TRECHO EXTRAÍDO:
Projeto indica piora da qualidade de vida em 76 dos 96 distritos da cidade de São Paulo nos últimos dez anos

A cidade de São Paulo ganhou 1 milhão de excluídos nos dez últimos anos. Atualmente, dos mais de 10 milhões de habitantes da capital, em torno de 8,9 milhões vivem abaixo de um padrão desejável de vida: além de baixa renda, têm dificuldade de acesso à educação, saneamento, habitação, entre outros serviços. Essa deterioração na qualidade de vida da população em 74 dos 96 distritos em que se divide a capital é resultado da ausência ou inadequação de políticas públicas e da carência na oferta de equipamentos sociais.

E o quadro é ainda mais grave: a falta de planejamento aprofundou as desigualdades intra-urbanas. Na Vila Jacuí, por exemplo, há um déficit de mais de 27 mil vagas nas creches, um problema desconhecido para a população do Jaguaré, Brás ou Bom Retiro; para cada novo emprego em Aricanduva são criados 1.114 postos de trabalho na Sé; para cada morador de rua no Morumbi, existem 1.061 na Mooca, e, no Jardim Ângela, a taxa média de homicídios é 28 vezes maior que a de Moema.

Essa topografia social perversa está estampada no Mapa da Exclusão/Inclusão Social da Cidade de São Paulo, destaque do projeto de pesquisa Dinâmica Social, Qualidade Ambiental e Espaços Intra-Urbanos em São Paulo: Uma Análise Socioespacial, desenvolvido no âmbito do Programa de Pesquisas em Políticas Públicas da FAPESP. Resultado de parceria entre Pontifícia Universidade Católica de São Paulo (PUC-SP), Instituto Nacional de Pesquisas Espaciais (Inpe) e Instituto Pólis, o mapa, já em sua terceira versão, foi elaborado a partir da comparação dos dados dos censos do Instituto Brasileiro de Geografia e Estatística (IBGE) de 1991, 1996 e 2000, de estatísticas municipais e dados da pesquisa Origem/Destino da Companhia do Metropolitano de São Paulo, que subdivide a cidade em 270 regiões.

A pesquisa utiliza uma metodologia de análise geoespacial e tratamento matemático-computacional das informações em ambiente de Sistema de Informação Georeferenciado (SIG), que permite identificar “o lugar” dos dados nas distintas áreas da cidade e na criação de um Índice deExclusão (IEX) que possibilita classificar os níveis de qualidade de vida nos diversosdistritos de São Paulo.”As informações geradas pelo mapa são estratégicas para a definição de políticas públicas adequadas às necessidades de cada região”, diz Aldaíza Sposati, coordenadora do projeto e secretária de Assistência Social do município de São Paulo.

Indicadores
O Índice de Exclusão/Inclusão Social (IEX), construído pela equipe de pesquisadores que integra o projeto, é uma espécie de Índice de Desenvolvimento Humano (IDH), utilizado pela Organização das Nações Unidas (ONU) para classificar a qualidade de vida dos países, só que ampliado. Enquanto o IDH utiliza quatro indicadores para avaliar a situação socioeconômica das várias nações, o Índice de Exclusão usa 47 variáveis – que a equipe de pesquisadores chama de “utopias” – agregadas em quatro grandes áreas: autonomia, qualidade de vida, desenvolvimento humano e eqüidade.

PEDIDO ESCRITO 1: Diga se cada afirmação concorda com o trecho extraído, respondendo sim ou não e citando as palavras decisivas do trecho: (a) o Índice de Exclusão usa 47 variáveis; (b) o mapa foi elaborado somente com dados do censo de 2000; (c) no Jardim Ângela, a taxa média de homicídios é 28 vezes maior que a de Moema.

MATERIAL A PROCESSAR:

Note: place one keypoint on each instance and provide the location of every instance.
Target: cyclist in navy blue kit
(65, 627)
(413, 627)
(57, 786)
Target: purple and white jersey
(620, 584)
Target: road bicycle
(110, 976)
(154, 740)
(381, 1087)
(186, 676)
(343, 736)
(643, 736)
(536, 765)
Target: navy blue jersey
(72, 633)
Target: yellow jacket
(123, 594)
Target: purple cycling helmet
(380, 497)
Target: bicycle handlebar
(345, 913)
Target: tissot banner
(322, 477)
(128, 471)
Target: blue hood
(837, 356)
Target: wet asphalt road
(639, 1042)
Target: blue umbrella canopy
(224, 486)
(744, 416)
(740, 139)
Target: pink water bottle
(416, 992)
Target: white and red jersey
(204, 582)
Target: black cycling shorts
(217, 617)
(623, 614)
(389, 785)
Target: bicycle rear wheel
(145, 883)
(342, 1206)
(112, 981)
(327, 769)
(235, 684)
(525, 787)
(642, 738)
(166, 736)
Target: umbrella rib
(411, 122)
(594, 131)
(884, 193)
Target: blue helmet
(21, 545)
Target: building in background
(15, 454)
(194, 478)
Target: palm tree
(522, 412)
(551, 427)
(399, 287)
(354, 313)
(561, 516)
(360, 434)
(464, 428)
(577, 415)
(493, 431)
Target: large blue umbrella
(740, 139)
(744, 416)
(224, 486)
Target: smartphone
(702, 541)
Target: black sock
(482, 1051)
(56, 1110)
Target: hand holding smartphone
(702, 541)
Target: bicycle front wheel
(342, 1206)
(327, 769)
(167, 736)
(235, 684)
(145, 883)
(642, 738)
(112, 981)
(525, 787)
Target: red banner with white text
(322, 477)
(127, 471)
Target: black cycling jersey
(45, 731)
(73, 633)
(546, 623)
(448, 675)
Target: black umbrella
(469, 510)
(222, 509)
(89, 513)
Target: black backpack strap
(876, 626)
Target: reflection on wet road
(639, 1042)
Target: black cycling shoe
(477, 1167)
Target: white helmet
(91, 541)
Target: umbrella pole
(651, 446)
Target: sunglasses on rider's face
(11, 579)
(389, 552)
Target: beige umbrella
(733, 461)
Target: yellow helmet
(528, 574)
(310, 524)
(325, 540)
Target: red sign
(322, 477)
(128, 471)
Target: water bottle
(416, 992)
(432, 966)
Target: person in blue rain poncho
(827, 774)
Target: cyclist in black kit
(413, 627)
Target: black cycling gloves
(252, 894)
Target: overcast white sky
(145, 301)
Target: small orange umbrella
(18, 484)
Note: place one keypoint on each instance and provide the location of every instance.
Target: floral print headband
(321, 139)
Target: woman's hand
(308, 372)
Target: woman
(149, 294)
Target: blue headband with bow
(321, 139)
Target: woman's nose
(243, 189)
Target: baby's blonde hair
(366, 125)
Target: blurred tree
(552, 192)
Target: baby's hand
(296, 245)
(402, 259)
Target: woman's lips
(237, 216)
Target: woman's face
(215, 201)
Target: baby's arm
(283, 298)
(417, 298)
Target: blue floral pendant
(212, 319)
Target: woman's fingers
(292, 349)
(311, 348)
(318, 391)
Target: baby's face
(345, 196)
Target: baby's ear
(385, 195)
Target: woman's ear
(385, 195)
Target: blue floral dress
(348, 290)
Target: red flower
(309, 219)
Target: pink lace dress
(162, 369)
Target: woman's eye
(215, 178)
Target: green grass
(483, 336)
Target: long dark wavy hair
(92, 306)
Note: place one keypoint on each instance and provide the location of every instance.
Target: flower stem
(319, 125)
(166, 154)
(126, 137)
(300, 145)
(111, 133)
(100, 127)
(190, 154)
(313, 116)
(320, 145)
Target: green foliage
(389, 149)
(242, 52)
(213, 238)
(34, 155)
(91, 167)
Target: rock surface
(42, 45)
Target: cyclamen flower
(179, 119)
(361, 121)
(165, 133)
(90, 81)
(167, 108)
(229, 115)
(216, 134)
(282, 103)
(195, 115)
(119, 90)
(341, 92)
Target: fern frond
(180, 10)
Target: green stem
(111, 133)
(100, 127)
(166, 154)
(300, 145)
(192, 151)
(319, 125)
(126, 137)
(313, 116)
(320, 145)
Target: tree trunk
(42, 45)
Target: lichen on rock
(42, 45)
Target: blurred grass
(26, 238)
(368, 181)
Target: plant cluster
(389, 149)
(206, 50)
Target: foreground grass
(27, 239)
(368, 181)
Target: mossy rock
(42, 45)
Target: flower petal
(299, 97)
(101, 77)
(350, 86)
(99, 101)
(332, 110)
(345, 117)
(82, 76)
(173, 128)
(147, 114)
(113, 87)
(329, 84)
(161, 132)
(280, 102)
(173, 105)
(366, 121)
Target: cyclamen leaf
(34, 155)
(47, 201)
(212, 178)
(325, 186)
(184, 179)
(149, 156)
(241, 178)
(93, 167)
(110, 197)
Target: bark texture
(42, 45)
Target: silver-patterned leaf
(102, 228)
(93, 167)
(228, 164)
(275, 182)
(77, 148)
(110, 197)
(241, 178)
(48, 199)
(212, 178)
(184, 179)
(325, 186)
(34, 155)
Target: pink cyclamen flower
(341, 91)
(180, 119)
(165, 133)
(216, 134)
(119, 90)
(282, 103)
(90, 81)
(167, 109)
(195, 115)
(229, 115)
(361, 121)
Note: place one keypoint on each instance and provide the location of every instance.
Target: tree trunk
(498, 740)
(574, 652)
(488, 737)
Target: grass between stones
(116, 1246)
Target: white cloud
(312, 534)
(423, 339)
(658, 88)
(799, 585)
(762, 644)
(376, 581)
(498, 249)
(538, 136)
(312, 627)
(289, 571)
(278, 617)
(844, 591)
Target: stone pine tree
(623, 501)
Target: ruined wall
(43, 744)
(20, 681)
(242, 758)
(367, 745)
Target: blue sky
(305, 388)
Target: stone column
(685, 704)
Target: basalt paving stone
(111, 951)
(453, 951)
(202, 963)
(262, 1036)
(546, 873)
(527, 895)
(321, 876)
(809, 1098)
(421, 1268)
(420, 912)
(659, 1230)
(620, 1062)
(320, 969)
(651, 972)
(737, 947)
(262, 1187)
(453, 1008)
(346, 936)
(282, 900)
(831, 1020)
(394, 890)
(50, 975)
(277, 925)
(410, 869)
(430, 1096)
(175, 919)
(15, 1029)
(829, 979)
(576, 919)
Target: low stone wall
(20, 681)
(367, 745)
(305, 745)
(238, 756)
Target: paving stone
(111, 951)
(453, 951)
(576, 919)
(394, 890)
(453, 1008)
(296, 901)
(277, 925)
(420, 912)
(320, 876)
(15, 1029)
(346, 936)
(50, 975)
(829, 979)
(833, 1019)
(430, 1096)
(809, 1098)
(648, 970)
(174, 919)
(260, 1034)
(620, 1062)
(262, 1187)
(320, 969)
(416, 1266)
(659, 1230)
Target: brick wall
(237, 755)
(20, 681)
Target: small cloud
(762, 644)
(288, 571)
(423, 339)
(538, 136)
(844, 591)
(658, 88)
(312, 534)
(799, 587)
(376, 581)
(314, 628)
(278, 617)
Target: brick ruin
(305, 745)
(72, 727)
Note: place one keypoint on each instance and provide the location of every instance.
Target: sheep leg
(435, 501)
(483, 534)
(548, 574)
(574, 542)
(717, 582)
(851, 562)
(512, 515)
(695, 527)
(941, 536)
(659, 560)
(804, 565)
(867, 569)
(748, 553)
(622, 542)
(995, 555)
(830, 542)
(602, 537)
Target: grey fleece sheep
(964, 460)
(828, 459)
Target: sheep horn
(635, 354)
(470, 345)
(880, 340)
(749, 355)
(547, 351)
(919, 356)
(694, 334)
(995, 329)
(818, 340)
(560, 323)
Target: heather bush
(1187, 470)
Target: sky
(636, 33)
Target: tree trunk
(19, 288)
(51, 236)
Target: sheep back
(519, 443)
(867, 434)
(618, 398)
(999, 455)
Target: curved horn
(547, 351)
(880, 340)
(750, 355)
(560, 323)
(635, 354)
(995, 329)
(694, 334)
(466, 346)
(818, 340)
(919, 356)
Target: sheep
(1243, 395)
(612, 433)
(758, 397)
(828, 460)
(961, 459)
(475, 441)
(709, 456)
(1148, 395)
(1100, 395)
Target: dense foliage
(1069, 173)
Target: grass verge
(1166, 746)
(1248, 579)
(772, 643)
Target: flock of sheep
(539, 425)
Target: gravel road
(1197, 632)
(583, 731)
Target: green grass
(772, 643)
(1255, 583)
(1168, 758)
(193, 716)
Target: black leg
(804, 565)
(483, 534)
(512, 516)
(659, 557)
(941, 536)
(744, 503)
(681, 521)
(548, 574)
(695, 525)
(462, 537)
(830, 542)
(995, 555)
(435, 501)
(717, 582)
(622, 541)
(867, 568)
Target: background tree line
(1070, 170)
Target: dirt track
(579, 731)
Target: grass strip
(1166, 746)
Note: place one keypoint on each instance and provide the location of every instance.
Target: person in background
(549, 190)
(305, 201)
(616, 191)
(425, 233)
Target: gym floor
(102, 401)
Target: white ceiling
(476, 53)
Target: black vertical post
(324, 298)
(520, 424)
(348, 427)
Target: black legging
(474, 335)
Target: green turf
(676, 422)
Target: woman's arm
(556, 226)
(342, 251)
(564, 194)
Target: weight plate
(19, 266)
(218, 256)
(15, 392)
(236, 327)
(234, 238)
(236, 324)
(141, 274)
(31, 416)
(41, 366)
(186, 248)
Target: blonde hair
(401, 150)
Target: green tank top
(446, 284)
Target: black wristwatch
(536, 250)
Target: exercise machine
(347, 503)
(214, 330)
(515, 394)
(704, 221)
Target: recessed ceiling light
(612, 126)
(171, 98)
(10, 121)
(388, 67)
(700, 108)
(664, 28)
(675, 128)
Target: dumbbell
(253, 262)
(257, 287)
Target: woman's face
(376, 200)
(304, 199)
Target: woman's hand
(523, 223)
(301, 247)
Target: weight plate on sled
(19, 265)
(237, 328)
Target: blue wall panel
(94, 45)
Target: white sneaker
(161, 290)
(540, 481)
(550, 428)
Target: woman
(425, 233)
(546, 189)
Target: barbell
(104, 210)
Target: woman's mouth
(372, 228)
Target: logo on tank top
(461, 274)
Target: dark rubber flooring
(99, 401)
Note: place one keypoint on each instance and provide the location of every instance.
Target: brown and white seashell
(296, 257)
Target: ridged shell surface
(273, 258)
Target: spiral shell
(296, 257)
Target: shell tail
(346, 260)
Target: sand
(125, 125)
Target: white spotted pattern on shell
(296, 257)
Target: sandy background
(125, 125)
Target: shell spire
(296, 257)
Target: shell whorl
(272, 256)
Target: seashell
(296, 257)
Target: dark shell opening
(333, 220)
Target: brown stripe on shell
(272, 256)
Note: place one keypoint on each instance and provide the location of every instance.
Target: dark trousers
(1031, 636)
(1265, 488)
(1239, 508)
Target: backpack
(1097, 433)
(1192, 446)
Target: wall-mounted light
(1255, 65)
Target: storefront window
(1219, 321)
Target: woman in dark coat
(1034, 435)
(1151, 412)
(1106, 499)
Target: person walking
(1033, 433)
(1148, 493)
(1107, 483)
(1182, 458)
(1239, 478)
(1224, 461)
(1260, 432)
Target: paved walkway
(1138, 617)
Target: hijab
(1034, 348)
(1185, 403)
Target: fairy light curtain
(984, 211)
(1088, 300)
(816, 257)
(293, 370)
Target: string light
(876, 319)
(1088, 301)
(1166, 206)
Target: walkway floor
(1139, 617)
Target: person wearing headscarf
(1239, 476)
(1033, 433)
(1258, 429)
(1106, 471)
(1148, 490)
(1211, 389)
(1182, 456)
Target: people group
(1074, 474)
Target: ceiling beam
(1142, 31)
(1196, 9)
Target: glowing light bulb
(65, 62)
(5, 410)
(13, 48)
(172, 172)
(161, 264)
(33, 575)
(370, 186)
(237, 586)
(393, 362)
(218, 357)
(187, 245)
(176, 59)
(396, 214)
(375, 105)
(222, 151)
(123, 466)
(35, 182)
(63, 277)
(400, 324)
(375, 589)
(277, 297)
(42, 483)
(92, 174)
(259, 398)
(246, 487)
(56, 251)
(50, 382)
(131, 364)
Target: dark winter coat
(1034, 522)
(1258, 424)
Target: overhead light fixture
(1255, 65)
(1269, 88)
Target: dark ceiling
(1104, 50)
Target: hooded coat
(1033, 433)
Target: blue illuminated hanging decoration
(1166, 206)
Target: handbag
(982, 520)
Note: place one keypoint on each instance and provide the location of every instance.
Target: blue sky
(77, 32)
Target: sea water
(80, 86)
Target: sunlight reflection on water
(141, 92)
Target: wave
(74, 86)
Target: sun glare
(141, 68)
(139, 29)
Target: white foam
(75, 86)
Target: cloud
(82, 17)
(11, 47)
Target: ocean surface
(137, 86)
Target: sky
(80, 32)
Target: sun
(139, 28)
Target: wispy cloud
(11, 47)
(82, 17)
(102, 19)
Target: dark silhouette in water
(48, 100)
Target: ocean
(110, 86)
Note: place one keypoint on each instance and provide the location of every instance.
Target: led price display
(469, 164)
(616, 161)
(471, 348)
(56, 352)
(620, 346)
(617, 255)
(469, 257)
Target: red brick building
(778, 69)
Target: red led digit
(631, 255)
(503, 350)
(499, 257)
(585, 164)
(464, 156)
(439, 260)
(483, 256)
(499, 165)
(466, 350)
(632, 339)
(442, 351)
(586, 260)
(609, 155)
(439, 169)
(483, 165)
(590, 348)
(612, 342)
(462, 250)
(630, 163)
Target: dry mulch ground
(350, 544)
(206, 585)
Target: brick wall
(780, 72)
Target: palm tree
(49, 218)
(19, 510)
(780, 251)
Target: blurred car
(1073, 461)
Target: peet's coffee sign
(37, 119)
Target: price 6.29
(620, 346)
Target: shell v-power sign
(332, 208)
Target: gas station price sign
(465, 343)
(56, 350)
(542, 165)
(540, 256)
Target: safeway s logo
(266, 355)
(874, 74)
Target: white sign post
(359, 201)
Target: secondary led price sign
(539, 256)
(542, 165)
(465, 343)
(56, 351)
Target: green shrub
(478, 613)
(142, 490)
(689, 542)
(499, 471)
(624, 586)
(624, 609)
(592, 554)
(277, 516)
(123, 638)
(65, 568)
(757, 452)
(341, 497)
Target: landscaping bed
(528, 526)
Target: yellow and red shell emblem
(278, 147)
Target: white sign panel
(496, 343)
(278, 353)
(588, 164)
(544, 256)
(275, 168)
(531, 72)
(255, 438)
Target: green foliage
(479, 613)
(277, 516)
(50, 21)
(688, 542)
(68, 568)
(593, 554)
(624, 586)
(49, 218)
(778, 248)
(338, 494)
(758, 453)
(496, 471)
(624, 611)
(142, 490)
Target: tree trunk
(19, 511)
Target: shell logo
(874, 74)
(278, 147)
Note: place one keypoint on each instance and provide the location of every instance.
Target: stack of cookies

PEDIDO ESCRITO 2: Disponha em uma tabela Markdown, com as colunas Nº e Linha, as linhas das entradas que vão da linha com "Target: gas station price sign" até o fim das entradas, incluindo as duas pontas e deixando de fora as linhas em branco.

RESPOSTA FINAL 1:
(a) Sim: "o Índice de Exclusão usa 47 variáveis"
(b) Não: "foi elaborado a partir da comparação dos dados dos censos do Instituto Brasileiro de Geografia e Estatística (IBGE) de 1991, 1996 e 2000"
(c) Sim: "no Jardim Ângela, a taxa média de homicídios é 28 vezes maior que a de Moema"

RESPOSTA FINAL 2:
| Nº | Linha |
|---|---|
| 1 | Target: gas station price sign |
| 2 | (465, 343) |
| 3 | (56, 350) |
| 4 | (542, 165) |
| 5 | (540, 256) |
| 6 | Target: safeway s logo |
| 7 | (266, 355) |
| 8 | (874, 74) |
| 9 | Target: white sign post |
| 10 | (359, 201) |
| 11 | Target: secondary led price sign |
| 12 | (539, 256) |
| 13 | (542, 165) |
| 14 | (465, 343) |
| 15 | (56, 351) |
| 16 | Target: green shrub |
| 17 | (478, 613) |
| 18 | (142, 490) |
| 19 | (689, 542) |
| 20 | (499, 471) |
| 21 | (624, 586) |
| 22 | (624, 609) |
| 23 | (592, 554) |
| 24 | (277, 516) |
| 25 | (123, 638) |
| 26 | (65, 568) |
| 27 | (757, 452) |
| 28 | (341, 497) |
| 29 | Target: landscaping bed |
| 30 | (528, 526) |
| 31 | Target: yellow and red shell emblem |
| 32 | (278, 147) |
| 33 | Target: white sign panel |
| 34 | (496, 343) |
| 35 | (278, 353) |
| 36 | (588, 164) |
| 37 | (544, 256) |
| 38 | (275, 168) |
| 39 | (531, 72) |
| 40 | (255, 438) |
| 41 | Target: green foliage |
| 42 | (479, 613) |
| 43 | (277, 516) |
| 44 | (50, 21) |
| 45 | (688, 542) |
| 46 | (68, 568) |
| 47 | (593, 554) |
| 48 | (624, 586) |
| 49 | (49, 218) |
| 50 | (778, 248) |
| 51 | (338, 494) |
| 52 | (758, 453) |
| 53 | (496, 471) |
| 54 | (624, 611) |
| 55 | (142, 490) |
| 56 | Target: tree trunk |
| 57 | (19, 511) |
| 58 | Target: shell logo |
| 59 | (874, 74) |
| 60 | (278, 147) |
| 61 | Note: place one keypoint on each instance and provide the location of every instance. |
| 62 | Target: stack of cookies |